[Saved entries]
▬▬▬
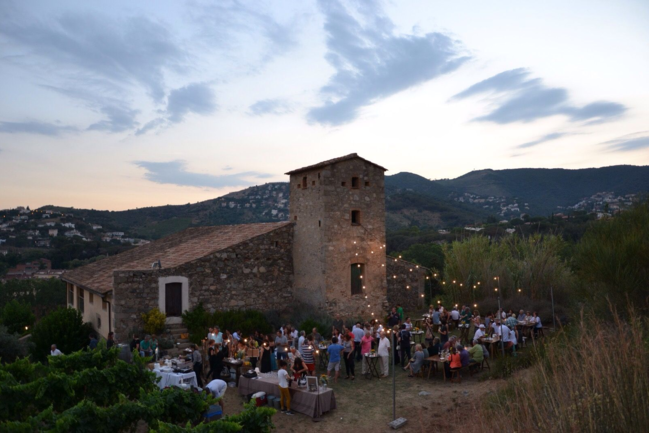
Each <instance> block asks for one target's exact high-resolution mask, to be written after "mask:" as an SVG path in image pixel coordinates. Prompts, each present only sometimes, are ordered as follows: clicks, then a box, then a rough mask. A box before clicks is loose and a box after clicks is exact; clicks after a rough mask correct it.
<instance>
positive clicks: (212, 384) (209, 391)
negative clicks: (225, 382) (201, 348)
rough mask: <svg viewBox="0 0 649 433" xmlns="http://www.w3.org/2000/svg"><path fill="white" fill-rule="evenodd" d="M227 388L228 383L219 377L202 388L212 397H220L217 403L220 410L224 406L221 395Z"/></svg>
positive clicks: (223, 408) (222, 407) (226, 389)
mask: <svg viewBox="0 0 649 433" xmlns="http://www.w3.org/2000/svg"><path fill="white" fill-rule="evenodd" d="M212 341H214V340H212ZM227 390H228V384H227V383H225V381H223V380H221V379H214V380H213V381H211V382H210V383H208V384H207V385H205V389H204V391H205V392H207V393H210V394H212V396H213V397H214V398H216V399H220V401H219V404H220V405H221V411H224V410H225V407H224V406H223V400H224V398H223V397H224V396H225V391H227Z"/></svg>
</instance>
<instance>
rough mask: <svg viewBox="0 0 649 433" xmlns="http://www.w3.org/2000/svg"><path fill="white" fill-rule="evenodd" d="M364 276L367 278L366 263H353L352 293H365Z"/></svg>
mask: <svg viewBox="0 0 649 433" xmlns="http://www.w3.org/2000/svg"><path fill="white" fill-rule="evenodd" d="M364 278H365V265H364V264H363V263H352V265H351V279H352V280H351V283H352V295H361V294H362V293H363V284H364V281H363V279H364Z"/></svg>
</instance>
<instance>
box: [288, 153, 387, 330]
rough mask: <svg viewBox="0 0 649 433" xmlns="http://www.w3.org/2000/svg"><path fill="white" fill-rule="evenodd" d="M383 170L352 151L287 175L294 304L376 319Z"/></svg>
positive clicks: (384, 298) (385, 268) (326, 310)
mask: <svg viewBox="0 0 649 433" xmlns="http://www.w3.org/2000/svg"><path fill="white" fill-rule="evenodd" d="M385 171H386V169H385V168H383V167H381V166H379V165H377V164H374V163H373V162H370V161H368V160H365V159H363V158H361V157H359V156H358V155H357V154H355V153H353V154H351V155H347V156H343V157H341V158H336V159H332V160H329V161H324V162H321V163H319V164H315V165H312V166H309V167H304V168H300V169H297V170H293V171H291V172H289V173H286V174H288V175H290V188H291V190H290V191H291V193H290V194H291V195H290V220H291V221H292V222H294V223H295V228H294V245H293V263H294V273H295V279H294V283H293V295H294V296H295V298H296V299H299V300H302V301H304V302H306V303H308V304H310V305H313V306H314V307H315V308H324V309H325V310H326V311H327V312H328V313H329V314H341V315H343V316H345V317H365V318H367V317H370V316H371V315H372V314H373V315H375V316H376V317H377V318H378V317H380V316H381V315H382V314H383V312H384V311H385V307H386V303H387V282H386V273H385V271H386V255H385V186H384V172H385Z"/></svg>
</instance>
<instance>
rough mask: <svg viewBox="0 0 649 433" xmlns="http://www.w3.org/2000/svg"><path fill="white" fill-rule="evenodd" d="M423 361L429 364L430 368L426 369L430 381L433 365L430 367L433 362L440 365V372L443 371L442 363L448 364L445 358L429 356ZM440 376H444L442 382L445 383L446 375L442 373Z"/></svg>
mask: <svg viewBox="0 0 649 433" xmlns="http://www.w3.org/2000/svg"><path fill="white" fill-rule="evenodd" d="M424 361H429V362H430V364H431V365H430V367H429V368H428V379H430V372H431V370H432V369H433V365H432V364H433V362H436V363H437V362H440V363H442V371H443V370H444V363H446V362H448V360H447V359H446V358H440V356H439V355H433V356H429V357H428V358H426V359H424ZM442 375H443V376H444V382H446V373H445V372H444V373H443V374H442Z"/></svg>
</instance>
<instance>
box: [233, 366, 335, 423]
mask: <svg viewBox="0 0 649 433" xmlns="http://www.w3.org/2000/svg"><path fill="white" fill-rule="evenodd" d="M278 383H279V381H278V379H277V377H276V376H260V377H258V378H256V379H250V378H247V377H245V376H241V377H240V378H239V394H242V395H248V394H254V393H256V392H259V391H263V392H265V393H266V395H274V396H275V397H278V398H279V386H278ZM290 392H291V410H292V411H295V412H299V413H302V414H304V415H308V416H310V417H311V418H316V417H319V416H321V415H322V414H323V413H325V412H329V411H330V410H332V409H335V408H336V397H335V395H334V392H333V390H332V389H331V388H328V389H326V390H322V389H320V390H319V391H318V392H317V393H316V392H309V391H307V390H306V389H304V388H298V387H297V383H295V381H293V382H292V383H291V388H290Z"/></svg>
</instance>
▬▬▬
# [What you are asked to do]
Find every line above with the word "positive" in it and copy each one out.

# [Written response]
positive clicks: (212, 384) (209, 391)
positive clicks: (223, 408) (222, 407) (226, 389)
positive clicks: (384, 298) (385, 268) (326, 310)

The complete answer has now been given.